PASSAGE TO READ section start

FinFet-based SRAM and Monolithic 3-D Integrated Circuit Design

Thu, Jun 27, 2019, 10:30 am to 12:00 pm
Engineering Quadrangle B327
Prof. Jha


Device scaling, an enabler of faster and more powerful processors for decades, has become challenging due to physical limits and manufacturing costs. Thus, we need newer approaches for low-power and high-performance designs for next generation computing technologies. In this talk, we focus on FinFET-based static random access memory (SRAM) and hybrid monolithic 3-D integrated circuit (IC) design.

First, we will discuss the design of area-efficient, low-power, and high-performance SRAM cells, which often occupy more than half the die area in processors. We will investigate two approaches: multi-parameter asymmetric (MPA) FinFET-based and 3-D transistor-level monolithic (TLM) SRAM design. In the first approach, we will use FinFETs with up to three asymmetries to address SRAM challenges such as high leakage power, read-write conflict, and width quantization at once. In the second approach, we will present two new area-efficient 3-D monolithic 8T SRAM cells that consist of four n-type and four p-type transistors. The proposed cells provide superior read performance and power efficiency when compared to other 2-D/3-D SRAM cells.

PASSAGE TO READ section end
DATA PROVIDED section start

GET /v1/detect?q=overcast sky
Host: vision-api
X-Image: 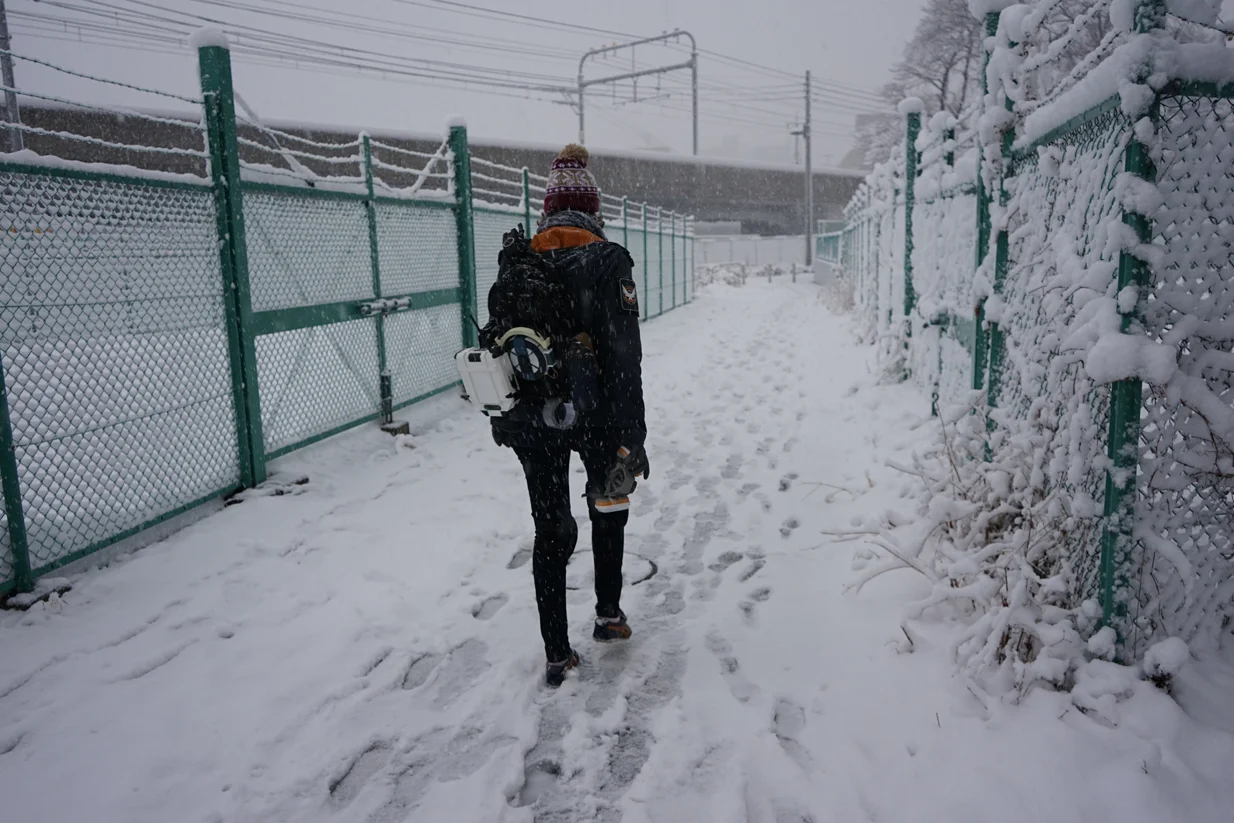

[7,0,922,164]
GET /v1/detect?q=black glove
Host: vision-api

[619,444,652,480]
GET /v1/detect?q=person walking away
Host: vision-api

[481,143,649,687]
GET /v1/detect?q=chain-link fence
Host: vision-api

[0,47,694,593]
[819,6,1234,656]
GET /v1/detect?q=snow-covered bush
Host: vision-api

[847,0,1234,706]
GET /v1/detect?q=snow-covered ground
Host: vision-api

[0,279,1234,823]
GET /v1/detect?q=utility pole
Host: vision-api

[801,70,814,269]
[579,28,698,155]
[792,72,814,267]
[0,0,25,152]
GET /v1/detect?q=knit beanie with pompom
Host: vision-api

[544,143,600,216]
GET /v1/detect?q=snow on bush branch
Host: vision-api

[856,0,1234,697]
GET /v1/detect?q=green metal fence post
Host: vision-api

[1099,0,1165,659]
[197,46,265,487]
[986,87,1014,421]
[643,202,652,320]
[360,132,394,424]
[655,206,664,316]
[449,123,476,345]
[523,165,532,237]
[0,357,35,591]
[905,111,922,325]
[669,211,677,308]
[972,11,998,391]
[621,197,629,249]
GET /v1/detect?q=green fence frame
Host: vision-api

[0,46,694,595]
[817,8,1194,639]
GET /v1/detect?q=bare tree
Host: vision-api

[856,0,983,165]
[884,0,983,117]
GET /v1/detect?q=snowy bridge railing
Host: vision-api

[0,43,694,595]
[819,0,1234,681]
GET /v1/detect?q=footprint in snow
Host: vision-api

[471,593,510,621]
[707,552,744,573]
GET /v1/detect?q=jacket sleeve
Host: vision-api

[594,244,647,447]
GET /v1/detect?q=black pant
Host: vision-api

[515,434,629,661]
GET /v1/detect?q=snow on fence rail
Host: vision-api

[0,44,694,595]
[819,0,1234,689]
[697,234,806,265]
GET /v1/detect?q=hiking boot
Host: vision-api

[591,611,633,643]
[544,651,581,689]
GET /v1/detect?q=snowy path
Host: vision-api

[0,283,1232,823]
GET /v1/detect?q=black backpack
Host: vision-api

[480,225,578,348]
[480,225,600,412]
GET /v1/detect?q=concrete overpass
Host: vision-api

[14,107,864,234]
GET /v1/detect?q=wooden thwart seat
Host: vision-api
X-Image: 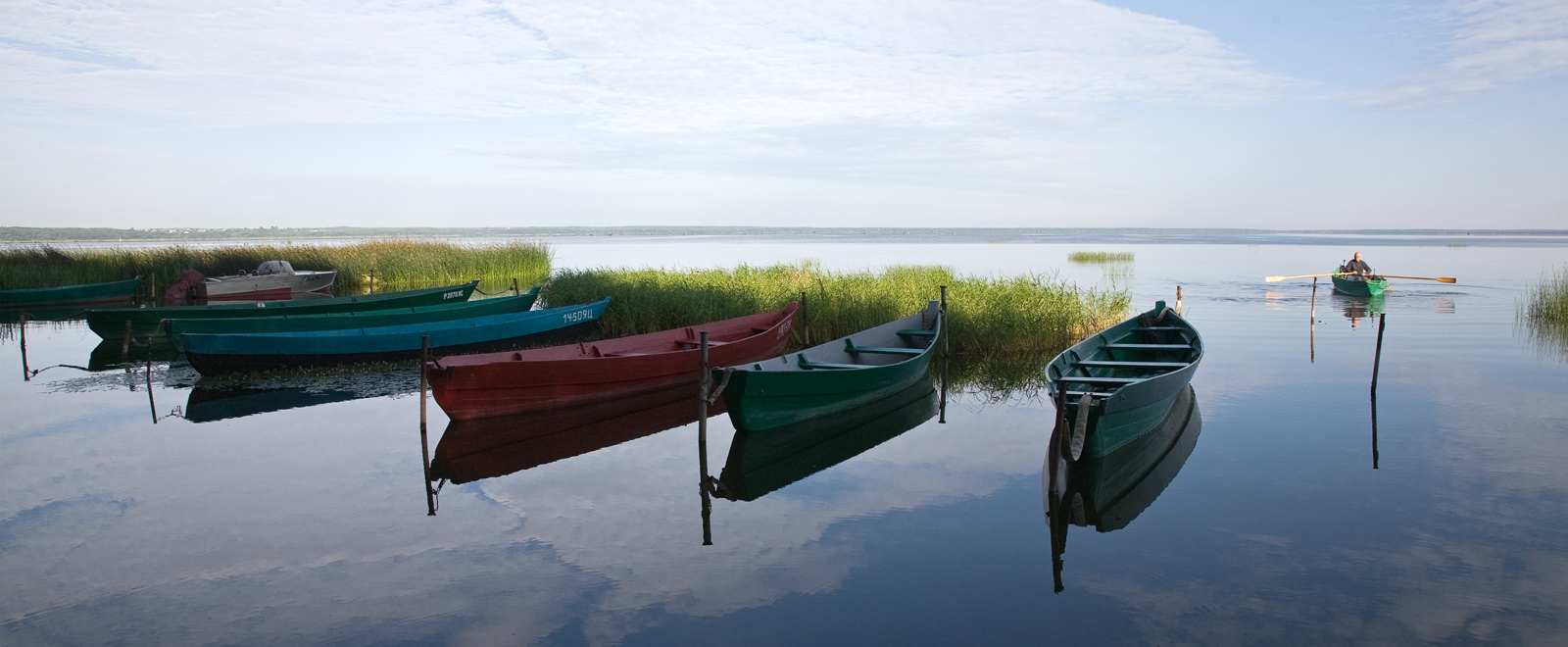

[844,339,925,357]
[1072,360,1190,369]
[795,355,868,371]
[1056,375,1148,384]
[1101,344,1192,350]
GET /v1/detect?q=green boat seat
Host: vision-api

[1056,375,1148,384]
[795,355,868,371]
[1072,360,1190,369]
[844,339,925,355]
[1068,391,1115,398]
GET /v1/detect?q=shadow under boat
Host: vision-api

[715,375,939,501]
[1041,384,1202,592]
[429,384,724,483]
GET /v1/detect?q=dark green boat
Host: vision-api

[1041,386,1202,592]
[713,302,943,432]
[0,276,141,310]
[715,373,938,501]
[167,287,539,339]
[1046,302,1202,459]
[88,281,480,339]
[177,297,610,375]
[1330,267,1388,297]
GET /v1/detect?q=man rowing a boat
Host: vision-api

[1339,251,1372,276]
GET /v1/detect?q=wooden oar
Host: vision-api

[1264,272,1350,282]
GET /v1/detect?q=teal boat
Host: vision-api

[713,302,943,432]
[0,276,141,310]
[167,287,539,339]
[1043,386,1202,592]
[713,373,938,501]
[88,281,480,339]
[175,297,610,375]
[1330,267,1388,297]
[1046,302,1202,459]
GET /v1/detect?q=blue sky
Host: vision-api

[0,0,1568,227]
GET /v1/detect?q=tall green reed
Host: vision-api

[0,238,552,294]
[541,264,1129,355]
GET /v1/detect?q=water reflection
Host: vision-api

[429,384,724,483]
[1041,386,1202,592]
[715,376,939,501]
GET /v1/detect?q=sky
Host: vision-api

[0,0,1568,229]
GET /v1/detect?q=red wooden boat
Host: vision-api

[429,384,724,485]
[428,303,800,421]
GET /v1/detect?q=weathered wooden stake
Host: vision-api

[18,311,33,381]
[120,321,130,361]
[1372,313,1388,397]
[800,290,810,345]
[696,329,713,546]
[418,334,436,517]
[941,286,949,355]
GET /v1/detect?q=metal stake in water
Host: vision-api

[696,329,713,546]
[418,334,436,517]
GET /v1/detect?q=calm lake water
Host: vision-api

[0,237,1568,645]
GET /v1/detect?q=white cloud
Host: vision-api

[1361,0,1568,110]
[0,0,1284,132]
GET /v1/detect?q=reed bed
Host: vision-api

[1068,251,1132,264]
[541,264,1129,355]
[0,238,552,294]
[1519,267,1568,357]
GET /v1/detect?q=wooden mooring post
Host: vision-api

[418,334,436,517]
[696,327,717,546]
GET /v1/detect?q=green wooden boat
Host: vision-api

[88,281,480,339]
[713,302,943,432]
[1043,386,1202,592]
[165,287,539,339]
[0,276,141,310]
[1330,267,1388,297]
[1046,302,1202,459]
[715,373,938,501]
[177,297,610,375]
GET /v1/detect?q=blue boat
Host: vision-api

[175,297,610,375]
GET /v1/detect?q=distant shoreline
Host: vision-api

[0,226,1568,247]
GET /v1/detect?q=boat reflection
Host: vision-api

[429,384,724,483]
[1041,386,1202,592]
[1333,292,1386,328]
[713,375,939,501]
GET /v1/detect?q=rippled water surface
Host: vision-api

[0,238,1568,645]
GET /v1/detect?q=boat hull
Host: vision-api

[718,375,939,501]
[1330,276,1388,297]
[428,303,798,421]
[178,298,610,375]
[88,281,480,339]
[429,384,724,483]
[0,276,141,310]
[168,287,539,337]
[1048,302,1202,459]
[194,272,337,302]
[713,302,941,432]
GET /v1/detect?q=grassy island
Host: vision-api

[541,264,1129,355]
[0,238,551,294]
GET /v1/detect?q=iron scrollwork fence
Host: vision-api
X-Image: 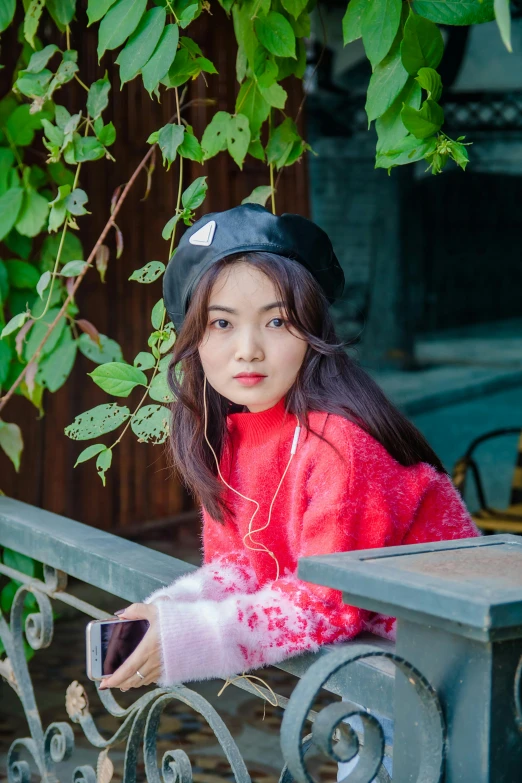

[0,499,445,783]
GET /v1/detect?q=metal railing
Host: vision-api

[4,497,508,783]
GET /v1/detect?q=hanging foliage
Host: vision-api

[0,0,511,484]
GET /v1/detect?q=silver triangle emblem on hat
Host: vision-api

[189,220,216,247]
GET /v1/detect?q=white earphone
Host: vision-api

[203,376,301,581]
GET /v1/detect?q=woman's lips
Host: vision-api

[235,375,266,386]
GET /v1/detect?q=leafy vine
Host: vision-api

[0,0,511,484]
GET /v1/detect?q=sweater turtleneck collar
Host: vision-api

[228,397,288,445]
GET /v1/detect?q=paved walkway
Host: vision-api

[366,319,522,509]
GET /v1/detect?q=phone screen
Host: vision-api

[100,620,149,676]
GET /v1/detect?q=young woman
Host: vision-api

[101,205,477,690]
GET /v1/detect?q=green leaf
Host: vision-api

[241,185,272,207]
[65,188,90,216]
[87,71,111,120]
[401,99,444,139]
[161,213,181,239]
[0,0,16,33]
[36,329,78,393]
[5,103,42,147]
[16,69,52,98]
[158,123,185,171]
[36,271,51,299]
[178,126,203,163]
[0,313,29,338]
[0,420,24,472]
[74,133,105,163]
[88,362,147,397]
[343,0,370,46]
[24,0,45,49]
[150,298,165,329]
[65,402,130,440]
[59,261,87,277]
[413,0,495,25]
[74,443,107,467]
[45,0,76,27]
[236,79,270,138]
[116,8,168,84]
[149,372,174,402]
[98,0,147,62]
[49,185,71,231]
[361,0,402,69]
[133,351,156,370]
[401,11,444,76]
[15,188,49,237]
[131,405,172,445]
[78,334,123,364]
[25,44,60,73]
[225,114,250,168]
[0,259,9,304]
[94,117,116,147]
[365,38,408,122]
[0,187,24,240]
[181,177,208,211]
[24,307,67,362]
[415,68,442,103]
[266,117,301,169]
[129,261,165,283]
[87,0,116,27]
[281,0,308,19]
[2,547,36,576]
[232,3,259,69]
[158,355,172,372]
[4,258,40,288]
[159,323,176,353]
[450,141,469,171]
[0,340,14,388]
[201,111,232,160]
[254,11,295,57]
[494,0,513,51]
[42,120,65,147]
[178,3,199,29]
[375,136,437,169]
[161,49,201,88]
[96,449,112,486]
[259,84,288,109]
[141,24,179,94]
[375,77,420,153]
[251,46,279,87]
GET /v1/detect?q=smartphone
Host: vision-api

[85,619,149,680]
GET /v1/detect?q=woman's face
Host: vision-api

[198,263,308,413]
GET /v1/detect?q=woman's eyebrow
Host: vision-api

[208,302,284,315]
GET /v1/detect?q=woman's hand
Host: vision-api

[100,604,161,691]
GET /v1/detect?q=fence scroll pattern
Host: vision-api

[0,564,445,783]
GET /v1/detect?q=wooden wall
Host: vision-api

[0,2,308,533]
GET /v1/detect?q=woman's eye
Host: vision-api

[211,318,229,329]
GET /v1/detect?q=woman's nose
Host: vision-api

[235,329,264,362]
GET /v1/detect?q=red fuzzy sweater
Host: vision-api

[148,400,478,685]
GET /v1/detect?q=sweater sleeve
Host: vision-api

[145,551,258,603]
[146,438,368,685]
[148,425,474,685]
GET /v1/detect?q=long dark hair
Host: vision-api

[169,252,445,522]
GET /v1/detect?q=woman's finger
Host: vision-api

[99,628,154,688]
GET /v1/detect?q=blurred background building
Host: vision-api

[0,0,522,540]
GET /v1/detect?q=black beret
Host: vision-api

[163,204,344,331]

DATA PROVIDED section end

TASKS TO PERFORM:
A. Rewrite the paragraph of the talk announcement that begins "First, we will discuss" as a short list, keeping its main facts.
B. Pick up the talk announcement on FinFET-based SRAM and monolithic 3-D circuit design after its last sentence and keep writing.

SOLVED PROBLEMS:
A.
- Topic: area-efficient, low-power, high-performance SRAM cells, which often take up more than half of a processor's die area.
- Two approaches: multi-parameter asymmetric (MPA) FinFET-based SRAM and 3-D transistor-level monolithic (TLM) SRAM.
- MPA approach: FinFETs with up to three asymmetries address high leakage power, read-write conflict, and width quantization at once.
- TLM approach: two new area-efficient 3-D monolithic 8T SRAM cells, each made of four n-type and four p-type transistors.
- The proposed cells offer better read performance and power efficiency than other 2-D/3-D SRAM cells.

B.
Second, we will explore the benefits of monolithic 3-D design from the circuit to the multi-core system level. We will focus on hybrid monolithic (HM) designs, which combine modules implemented in different monolithic styles to utilize their advantages. We will discuss a 3-D HM floorplanner, gate-level placement methodology, and modeling tools for logic, memory, and NoC modules. We have integrated these tools into McPAT-monolithic, an area/timing/power architectural modeling framework we have developed for HM multi-core systems.